• Records provided:
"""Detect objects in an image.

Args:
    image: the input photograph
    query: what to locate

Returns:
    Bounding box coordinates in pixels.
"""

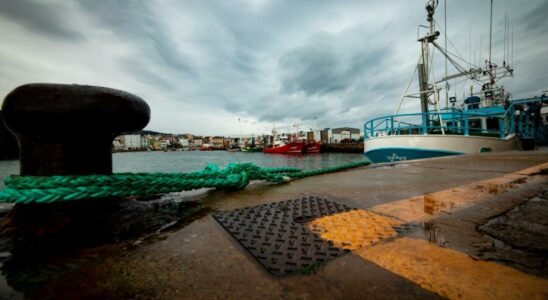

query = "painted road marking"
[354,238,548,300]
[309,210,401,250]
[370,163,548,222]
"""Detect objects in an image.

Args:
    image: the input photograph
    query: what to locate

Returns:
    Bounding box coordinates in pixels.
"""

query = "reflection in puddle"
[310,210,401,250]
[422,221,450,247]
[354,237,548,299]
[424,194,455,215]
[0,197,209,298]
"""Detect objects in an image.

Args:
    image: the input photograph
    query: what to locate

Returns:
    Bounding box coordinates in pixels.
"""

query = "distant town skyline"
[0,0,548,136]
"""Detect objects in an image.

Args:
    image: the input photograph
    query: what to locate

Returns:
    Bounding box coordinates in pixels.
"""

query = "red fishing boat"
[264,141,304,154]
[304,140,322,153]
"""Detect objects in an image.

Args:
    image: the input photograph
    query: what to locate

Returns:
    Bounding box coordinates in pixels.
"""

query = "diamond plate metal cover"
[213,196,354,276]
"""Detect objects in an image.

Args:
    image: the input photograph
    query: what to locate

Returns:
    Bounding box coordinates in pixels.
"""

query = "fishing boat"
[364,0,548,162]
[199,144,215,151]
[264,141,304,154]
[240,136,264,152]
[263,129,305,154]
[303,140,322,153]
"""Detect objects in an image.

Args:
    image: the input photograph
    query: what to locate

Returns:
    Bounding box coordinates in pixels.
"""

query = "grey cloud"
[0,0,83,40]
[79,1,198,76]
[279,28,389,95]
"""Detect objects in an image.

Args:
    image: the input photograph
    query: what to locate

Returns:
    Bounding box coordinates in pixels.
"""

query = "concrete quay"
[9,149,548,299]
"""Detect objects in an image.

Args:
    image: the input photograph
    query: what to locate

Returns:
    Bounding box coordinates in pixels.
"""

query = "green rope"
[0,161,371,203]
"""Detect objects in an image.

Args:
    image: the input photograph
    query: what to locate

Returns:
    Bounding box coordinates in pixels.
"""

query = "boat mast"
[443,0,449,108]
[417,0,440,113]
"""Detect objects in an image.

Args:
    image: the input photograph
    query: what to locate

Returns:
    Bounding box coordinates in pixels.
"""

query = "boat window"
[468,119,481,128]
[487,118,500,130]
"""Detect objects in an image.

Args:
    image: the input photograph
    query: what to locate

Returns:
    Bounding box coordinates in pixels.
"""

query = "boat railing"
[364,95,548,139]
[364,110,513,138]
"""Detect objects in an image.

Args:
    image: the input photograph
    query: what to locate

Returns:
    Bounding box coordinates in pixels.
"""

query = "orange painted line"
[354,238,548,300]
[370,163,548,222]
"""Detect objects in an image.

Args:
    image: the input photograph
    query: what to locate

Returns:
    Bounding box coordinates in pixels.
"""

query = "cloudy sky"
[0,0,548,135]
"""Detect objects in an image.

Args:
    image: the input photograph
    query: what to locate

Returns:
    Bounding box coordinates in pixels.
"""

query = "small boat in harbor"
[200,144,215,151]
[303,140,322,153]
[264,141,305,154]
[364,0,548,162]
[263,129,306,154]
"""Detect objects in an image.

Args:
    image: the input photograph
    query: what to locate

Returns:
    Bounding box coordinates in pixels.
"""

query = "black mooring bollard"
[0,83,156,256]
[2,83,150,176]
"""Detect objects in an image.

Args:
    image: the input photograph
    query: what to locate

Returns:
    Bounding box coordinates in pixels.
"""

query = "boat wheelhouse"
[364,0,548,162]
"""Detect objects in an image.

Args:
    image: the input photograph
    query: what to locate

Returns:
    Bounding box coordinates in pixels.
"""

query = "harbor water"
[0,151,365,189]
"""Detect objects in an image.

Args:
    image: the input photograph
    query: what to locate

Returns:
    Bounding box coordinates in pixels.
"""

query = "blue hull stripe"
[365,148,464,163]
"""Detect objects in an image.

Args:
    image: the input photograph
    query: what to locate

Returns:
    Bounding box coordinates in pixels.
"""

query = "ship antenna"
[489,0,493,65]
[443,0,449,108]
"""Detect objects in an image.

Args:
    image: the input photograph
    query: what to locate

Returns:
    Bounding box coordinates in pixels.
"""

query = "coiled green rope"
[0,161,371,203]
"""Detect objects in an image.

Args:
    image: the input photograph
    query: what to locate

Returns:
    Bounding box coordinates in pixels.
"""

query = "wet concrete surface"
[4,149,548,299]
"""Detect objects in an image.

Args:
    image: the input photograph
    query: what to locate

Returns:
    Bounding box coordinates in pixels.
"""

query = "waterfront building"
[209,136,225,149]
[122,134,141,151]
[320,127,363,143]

--

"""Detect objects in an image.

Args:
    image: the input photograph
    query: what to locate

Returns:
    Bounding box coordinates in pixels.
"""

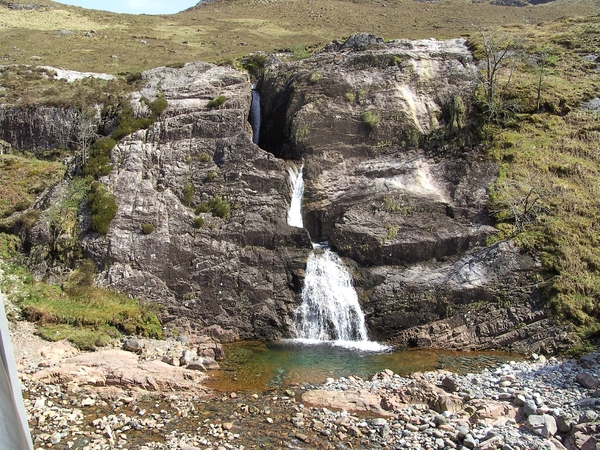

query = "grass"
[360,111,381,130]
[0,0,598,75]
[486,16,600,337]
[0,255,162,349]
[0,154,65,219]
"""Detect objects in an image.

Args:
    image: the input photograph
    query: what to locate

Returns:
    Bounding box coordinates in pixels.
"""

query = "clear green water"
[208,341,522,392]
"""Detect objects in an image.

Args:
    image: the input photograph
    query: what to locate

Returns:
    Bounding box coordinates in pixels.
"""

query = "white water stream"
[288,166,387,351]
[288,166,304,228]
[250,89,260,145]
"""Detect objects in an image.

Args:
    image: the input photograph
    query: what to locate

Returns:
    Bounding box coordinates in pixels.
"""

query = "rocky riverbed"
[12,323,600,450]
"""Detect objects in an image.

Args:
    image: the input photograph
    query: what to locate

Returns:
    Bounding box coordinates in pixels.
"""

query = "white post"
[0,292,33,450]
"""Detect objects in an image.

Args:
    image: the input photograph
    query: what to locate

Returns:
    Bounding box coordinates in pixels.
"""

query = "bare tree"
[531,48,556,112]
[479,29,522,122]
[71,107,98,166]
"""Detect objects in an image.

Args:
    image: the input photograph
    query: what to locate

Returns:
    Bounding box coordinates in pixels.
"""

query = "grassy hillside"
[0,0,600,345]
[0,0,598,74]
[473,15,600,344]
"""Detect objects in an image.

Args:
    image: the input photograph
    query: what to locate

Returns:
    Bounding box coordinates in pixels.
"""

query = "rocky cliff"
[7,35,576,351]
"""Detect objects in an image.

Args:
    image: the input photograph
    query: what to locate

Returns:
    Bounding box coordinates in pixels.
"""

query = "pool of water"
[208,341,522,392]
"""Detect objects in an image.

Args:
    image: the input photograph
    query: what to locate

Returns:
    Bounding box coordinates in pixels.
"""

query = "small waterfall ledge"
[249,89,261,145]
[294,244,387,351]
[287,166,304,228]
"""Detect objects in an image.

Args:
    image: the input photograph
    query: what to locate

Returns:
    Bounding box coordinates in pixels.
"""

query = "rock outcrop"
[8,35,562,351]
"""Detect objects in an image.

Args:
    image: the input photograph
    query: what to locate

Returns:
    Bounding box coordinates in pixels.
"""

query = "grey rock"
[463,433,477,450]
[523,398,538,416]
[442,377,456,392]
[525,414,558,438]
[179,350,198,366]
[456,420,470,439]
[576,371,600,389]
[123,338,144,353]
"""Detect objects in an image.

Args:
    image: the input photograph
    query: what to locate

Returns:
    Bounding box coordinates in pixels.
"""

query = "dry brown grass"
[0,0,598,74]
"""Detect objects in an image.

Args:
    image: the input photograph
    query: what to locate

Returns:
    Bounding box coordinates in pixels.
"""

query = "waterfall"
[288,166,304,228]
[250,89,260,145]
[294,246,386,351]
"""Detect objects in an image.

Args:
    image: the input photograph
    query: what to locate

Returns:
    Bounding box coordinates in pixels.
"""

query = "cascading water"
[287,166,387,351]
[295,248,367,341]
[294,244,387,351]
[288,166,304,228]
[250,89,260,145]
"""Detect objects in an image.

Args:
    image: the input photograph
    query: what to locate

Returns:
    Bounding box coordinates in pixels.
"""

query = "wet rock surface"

* * *

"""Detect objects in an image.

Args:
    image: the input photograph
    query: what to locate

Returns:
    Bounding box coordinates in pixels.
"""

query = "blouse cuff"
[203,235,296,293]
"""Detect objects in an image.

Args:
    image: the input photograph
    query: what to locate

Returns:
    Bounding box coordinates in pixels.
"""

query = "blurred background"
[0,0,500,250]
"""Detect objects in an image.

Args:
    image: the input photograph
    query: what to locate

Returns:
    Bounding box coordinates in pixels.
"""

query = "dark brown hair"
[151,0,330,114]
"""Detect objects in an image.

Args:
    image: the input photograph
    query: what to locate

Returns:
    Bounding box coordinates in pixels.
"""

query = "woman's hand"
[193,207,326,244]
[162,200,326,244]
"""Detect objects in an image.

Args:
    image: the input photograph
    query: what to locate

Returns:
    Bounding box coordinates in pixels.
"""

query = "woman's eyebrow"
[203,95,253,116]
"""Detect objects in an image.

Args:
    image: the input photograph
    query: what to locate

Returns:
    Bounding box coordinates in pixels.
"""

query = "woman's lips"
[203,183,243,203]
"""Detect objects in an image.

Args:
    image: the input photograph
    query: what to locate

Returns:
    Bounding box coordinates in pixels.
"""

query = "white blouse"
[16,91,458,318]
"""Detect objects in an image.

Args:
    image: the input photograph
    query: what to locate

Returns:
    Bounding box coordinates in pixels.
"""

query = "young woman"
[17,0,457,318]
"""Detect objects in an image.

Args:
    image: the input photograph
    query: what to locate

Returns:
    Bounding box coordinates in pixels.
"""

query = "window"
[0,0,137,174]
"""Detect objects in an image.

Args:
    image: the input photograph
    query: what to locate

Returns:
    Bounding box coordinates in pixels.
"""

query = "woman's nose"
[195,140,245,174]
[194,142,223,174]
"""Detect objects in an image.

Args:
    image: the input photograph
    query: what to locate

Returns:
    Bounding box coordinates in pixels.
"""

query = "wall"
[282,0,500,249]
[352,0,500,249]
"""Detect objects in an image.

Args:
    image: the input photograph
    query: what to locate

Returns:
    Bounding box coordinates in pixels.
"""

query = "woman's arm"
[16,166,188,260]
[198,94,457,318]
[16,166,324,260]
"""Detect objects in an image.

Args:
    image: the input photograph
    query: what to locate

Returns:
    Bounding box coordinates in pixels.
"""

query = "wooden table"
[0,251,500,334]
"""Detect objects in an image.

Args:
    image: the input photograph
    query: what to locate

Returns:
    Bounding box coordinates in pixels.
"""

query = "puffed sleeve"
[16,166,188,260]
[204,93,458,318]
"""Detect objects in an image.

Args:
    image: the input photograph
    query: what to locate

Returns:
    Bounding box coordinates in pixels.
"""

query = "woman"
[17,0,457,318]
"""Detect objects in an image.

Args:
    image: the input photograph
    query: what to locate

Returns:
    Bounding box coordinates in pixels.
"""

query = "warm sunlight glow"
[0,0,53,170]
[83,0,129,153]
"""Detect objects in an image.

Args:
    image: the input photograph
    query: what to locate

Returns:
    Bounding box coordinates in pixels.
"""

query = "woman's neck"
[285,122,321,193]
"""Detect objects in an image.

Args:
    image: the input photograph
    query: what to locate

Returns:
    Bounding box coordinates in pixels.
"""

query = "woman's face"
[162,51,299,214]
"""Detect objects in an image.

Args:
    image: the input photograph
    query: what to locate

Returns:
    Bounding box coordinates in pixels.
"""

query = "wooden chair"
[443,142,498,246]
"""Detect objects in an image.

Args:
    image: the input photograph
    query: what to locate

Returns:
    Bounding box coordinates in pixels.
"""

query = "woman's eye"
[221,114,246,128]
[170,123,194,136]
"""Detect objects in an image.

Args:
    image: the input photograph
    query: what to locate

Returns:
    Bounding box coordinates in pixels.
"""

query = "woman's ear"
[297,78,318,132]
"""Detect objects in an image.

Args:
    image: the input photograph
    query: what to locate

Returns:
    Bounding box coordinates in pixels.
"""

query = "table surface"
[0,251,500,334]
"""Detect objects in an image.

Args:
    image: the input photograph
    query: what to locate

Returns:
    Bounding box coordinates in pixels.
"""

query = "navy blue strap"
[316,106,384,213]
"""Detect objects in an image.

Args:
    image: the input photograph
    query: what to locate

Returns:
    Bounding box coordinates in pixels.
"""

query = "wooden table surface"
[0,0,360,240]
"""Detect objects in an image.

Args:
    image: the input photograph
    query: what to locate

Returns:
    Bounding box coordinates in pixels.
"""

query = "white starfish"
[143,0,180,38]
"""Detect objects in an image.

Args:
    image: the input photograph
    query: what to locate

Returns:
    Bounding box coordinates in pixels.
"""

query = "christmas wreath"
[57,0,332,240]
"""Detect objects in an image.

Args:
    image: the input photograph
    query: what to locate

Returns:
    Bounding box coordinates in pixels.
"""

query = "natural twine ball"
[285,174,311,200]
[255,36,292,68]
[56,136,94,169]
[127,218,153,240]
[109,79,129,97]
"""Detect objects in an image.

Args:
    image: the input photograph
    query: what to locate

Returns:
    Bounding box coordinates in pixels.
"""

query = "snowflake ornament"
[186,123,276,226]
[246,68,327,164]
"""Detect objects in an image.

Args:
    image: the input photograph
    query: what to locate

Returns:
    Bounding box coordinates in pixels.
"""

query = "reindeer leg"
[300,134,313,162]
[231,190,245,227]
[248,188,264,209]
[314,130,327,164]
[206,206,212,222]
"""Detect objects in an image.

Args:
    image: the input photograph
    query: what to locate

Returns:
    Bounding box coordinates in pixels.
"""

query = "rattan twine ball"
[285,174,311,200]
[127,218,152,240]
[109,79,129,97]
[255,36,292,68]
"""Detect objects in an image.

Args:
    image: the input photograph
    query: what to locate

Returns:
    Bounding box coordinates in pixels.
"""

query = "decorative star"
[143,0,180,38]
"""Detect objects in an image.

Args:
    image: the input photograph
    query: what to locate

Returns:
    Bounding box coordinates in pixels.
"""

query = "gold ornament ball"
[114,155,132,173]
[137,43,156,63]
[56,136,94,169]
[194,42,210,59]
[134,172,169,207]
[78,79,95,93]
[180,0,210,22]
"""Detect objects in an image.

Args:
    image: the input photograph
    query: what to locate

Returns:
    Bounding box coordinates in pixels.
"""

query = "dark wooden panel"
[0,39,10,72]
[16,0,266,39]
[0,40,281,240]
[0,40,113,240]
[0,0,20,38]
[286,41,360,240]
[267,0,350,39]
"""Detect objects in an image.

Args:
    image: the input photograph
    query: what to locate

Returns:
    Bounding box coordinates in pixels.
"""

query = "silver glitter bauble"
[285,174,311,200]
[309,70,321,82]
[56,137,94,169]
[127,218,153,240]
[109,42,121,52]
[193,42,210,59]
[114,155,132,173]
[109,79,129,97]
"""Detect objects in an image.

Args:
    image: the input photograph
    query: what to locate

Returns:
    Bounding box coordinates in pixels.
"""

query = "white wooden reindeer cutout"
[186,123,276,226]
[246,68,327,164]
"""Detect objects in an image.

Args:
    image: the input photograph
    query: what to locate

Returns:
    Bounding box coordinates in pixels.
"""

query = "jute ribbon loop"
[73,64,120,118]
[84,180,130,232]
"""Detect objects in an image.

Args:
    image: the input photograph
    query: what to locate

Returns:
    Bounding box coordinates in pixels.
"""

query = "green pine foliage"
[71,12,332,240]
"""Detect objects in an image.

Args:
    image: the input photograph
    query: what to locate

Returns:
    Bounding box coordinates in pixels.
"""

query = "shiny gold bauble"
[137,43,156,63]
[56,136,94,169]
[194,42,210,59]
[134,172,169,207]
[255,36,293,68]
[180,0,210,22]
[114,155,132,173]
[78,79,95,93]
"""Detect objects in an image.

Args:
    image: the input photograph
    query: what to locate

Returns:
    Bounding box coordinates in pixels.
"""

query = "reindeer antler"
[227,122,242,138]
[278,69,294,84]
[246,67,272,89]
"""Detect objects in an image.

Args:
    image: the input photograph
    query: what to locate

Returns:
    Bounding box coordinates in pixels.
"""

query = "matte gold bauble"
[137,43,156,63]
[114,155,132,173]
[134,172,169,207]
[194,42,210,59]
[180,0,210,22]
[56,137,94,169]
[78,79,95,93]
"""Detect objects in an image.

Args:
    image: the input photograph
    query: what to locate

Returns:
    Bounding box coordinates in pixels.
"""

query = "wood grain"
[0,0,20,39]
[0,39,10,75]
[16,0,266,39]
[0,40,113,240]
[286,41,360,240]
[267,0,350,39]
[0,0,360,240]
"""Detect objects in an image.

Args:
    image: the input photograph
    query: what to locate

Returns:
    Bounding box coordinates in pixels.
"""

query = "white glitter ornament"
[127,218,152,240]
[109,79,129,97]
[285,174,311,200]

• What this task involves: Count the lines in the material above that contain the string "painted", treating uppercase and lowercase letters as different. Reply with the number alone.

• Response to this task: 2